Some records
□ □ □ □ □ □ □
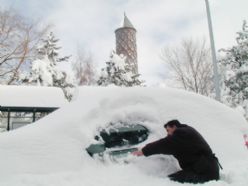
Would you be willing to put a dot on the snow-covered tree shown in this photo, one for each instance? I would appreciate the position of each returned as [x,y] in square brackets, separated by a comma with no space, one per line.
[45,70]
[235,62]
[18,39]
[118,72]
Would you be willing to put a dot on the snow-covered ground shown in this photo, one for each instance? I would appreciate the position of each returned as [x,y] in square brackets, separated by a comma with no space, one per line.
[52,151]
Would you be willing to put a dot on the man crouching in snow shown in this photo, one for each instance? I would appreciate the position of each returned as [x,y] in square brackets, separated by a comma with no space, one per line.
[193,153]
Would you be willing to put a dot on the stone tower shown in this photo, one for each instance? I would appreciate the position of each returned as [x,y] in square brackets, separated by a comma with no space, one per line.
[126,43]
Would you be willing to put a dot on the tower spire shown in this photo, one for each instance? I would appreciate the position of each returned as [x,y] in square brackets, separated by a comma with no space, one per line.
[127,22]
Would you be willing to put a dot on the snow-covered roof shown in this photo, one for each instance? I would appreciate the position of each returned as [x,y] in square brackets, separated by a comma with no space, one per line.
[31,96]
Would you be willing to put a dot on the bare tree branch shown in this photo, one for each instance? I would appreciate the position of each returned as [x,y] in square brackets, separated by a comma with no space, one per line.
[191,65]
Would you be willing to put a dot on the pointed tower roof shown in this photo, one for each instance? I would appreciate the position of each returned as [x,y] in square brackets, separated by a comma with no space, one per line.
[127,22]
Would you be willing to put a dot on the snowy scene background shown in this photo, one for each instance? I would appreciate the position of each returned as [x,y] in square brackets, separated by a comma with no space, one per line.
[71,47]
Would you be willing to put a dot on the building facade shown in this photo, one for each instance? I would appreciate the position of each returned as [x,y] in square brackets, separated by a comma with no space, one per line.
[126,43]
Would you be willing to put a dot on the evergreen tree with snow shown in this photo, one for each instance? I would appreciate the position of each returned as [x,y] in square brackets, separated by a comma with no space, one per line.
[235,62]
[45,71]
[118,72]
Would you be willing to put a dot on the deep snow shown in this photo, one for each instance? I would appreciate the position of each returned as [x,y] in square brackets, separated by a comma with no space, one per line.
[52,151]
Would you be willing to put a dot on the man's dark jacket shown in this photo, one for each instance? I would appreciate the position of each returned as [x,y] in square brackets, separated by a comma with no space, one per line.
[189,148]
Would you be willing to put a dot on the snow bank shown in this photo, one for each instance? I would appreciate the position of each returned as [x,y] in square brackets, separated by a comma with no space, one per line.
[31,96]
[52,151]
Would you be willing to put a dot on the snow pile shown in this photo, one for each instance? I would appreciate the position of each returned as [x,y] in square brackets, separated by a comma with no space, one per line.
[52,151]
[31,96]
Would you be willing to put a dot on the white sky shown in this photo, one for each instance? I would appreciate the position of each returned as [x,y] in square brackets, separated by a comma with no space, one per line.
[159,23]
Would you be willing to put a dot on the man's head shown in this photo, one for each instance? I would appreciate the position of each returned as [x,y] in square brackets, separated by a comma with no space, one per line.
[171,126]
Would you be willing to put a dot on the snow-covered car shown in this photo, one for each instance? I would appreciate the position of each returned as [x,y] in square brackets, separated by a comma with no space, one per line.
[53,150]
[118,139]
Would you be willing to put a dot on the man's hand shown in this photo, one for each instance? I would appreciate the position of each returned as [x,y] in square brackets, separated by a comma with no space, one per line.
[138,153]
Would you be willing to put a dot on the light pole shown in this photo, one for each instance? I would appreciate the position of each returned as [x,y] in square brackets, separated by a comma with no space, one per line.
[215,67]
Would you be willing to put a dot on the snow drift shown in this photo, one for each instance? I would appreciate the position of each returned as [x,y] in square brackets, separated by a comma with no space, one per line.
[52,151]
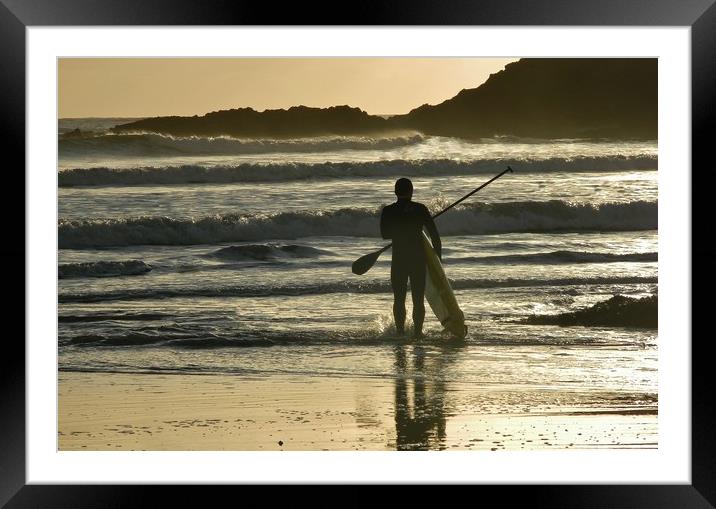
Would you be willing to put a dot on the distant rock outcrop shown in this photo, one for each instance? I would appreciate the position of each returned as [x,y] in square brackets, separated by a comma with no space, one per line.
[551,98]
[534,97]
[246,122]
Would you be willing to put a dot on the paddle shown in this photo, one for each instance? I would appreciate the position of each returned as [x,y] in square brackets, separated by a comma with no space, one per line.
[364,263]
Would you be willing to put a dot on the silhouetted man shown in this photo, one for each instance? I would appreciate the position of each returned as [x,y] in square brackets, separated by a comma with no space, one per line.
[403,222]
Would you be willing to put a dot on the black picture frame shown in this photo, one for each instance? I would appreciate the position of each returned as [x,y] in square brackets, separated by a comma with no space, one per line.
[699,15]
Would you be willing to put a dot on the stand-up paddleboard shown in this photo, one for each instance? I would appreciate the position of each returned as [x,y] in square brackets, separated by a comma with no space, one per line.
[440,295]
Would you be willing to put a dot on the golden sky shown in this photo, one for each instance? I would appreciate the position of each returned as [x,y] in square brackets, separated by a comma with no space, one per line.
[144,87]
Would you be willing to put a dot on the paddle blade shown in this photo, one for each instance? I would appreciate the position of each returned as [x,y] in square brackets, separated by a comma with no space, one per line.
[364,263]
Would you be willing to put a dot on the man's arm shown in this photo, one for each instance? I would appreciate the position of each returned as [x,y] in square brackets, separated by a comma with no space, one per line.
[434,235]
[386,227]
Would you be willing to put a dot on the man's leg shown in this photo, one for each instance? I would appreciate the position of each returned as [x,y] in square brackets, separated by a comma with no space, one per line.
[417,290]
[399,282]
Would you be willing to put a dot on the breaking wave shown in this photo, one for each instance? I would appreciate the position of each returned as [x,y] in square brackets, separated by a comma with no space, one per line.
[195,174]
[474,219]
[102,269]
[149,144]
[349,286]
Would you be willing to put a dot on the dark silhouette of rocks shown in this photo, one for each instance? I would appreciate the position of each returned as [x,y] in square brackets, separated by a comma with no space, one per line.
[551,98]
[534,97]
□ □ □ □ □ □ □
**Written request**
Transcribe each line above verbatim, with the pictures left out.

**Answer to the task**
Would you be willing to put a dot on the snow-covered tree shown in this photo, one for each instance? I would appreciate the position of each returned as [x,y] in square brackets, separated by a comma with no space, one per line.
[45,70]
[235,62]
[18,39]
[118,72]
Would you be willing to put a dot on the snow-covered ground shown in this photo, one for each instance? I would appreciate the position of each returned as [x,y] in square brackets, separated by a comma with no space, one per line.
[52,151]
Would you be willing to put a dot on the man crouching in snow shown in this photo, one for each instance? I would appreciate the position of each returned as [x,y] in square brackets, separated by a comma with no space, one per line.
[193,153]
Would you be willing to put a dot on the stone tower shown in this photo, one for each instance? I would appreciate the position of each returned as [x,y] in square brackets, separated by a comma with no space, one per line.
[126,43]
Would you be willing to put a dot on the tower spire shown in this photo, one for each instance? I would appreciate the position of each returned as [x,y] in square brackets, separated by a comma with no space, one per line.
[127,22]
Would you be willing to put a dot on the snow-covered roof shown in this photo, one for each instance? I would appreciate the position of each returned as [x,y] in square brackets, separated by a comma with no space, one per line.
[31,96]
Would you be willing to put a dot on the bare tree branch shown in this photo, one for each instance? I would appreciate the position of each returned as [x,y] in square brackets, separated by a comma with no space, one per line.
[191,65]
Would you be willing to put a dot on the pointed tower roof shown in this photo, one for each instance? I would appreciate the position of each returned as [x,y] in square brackets, separated by a comma with no space, one per line.
[127,22]
Would you be willing to put a dot on the snowy scene background shown in this photo, one for each instance? I would appreciate the position of each returned as [x,y] in square brackets, separated by a comma with no space, one per line.
[71,47]
Would you be willing to put a dot on the building facade shown in this photo, one for each instance? I would appreciate the position of each returned as [x,y] in square brackets, separated by a comma with no space, one per line.
[126,43]
Would you be willing to put a dot on the evergreen tree with snow shown in this photo, one for each instance? I would appreciate the position of each returned as [x,y] in square brackets, separated by a comma with no space, one per line.
[235,62]
[45,71]
[118,72]
Would you be willing to put a dot on the deep snow shown in this photo, one for each instance? I would appreciate the position of each returned as [x,y] in square brackets, separated by a comma with no space, one per line.
[52,151]
Would you be willing to put a dot on the man's dark jacket shown in this photo, one for each instance? I would appreciate the position of each returned as [x,y] in square brackets, separated by a comma with no space, one per line.
[189,148]
Would you be willing to put a dot on the snow bank shown in this photo, one for each instance? I would appreciate the position of each returned as [x,y] in square brackets, separated by a comma with no space, one per line.
[31,96]
[52,151]
Would you be willing to put a dot on the snow pile shown in this photo, one for each instance? I would appreciate the position of each returned as [x,y] in square brackets, separated by a comma with no space, one per line.
[52,151]
[31,96]
Would you be willing to put a dot on the white sky shown in this photo, one for each instance? I would appreciate the position of each returned as [x,y] in square brackets, separated by a comma with no space, one per line.
[159,23]
Would you be willing to put a dot on the man's head shown in this photo, one for each instance? I would appreciate the position of each returned as [x,y] in square brackets, separated by a comma with no space, one per line.
[171,126]
Would you be willing to put a dot on the snow-covered car shown in this photo, one for each instance? I would appreciate the position of each returned as [x,y] in square brackets, separated by a comma with no space, one per line.
[53,150]
[118,139]
Would you be willing to put a dot on the man's hand shown in this photo, one for each instance? I would appreciate the position of each returned as [x,y] in square brackets, separated by a comma with no space, one per line.
[138,153]
Would you be willing to put a dot on the light pole shown in this photo, one for each instance? I would appreciate the position of each returned as [x,y] in square brackets, separated by a comma with no space, one per line.
[215,67]
Would you be willing to put a dot on the snow drift shown in this photo, one for each instance? I would appreciate the position of each returned as [x,y] in square brackets, separated by a comma with no space, one per line.
[52,151]
Would you be willing to put a dot on the distant rock outcrop shown in this photo, one for each instance? I would appreciate the position of each returned as [x,y] in square brackets, separated by a comma with no space, one per line.
[551,98]
[534,97]
[246,122]
Would you be willing to put a dot on the paddle shown in this photo, one for each instance? I would appreciate the position of each returned as [x,y] in square brackets, separated by a comma with no space, one per line.
[364,263]
Would you be willing to put a dot on the silhouetted man shown in this photo, one for each instance? I would appreciate the position of each returned as [x,y] in square brackets, separated by a comma with no space, one per line.
[403,222]
Would you be willing to put a dot on the black picture frame shown in this photo, one for each instance? I would appreciate the position of each returned as [x,y] in square brackets, separated by a comma with no space, one per line.
[699,15]
Would you be willing to put a dot on the stand-up paddleboard shown in this photo, one for each instance? I would appreciate the position of each returned as [x,y] in square brackets, separated by a comma with no space, one per line.
[440,295]
Would you be willing to put a dot on the golden sky shown in this photo, one for each instance? I would appreciate the position of each returned as [x,y] in square brackets, separated by a comma with no space, one per line.
[144,87]
Would you be willing to put a dot on the paddle blade shown in this photo, one for each instance? I would appreciate the position of each returned as [x,y] in square brackets, separated by a comma with no space, one per line.
[364,263]
Would you be willing to put a dot on the man's arm shown in this photo, one for each instance? I would appreciate the position of each returned as [x,y] in square brackets, separated by a comma with no space, one per line.
[434,235]
[386,227]
Would you be willing to put a dot on the man's leg shown in this photo, one for each instance? I would appreciate the position of each returned as [x,y] in square brackets, separated by a comma with no space, one per line.
[417,290]
[399,282]
Would you be willing to put a dot on the breaking wave shown in this photo, one for each instance? I would appreciate the position of each returned as [x,y] in square brackets, separated by a comma with no space, one per line.
[195,174]
[474,219]
[102,269]
[149,144]
[349,286]
Would you be willing to put a dot on the dark silhouette of rocks shown in this photo, one for each instance? I would appreciate the position of each returned as [x,y] in square brackets, separated by a comma with no space, one per line.
[551,98]
[534,97]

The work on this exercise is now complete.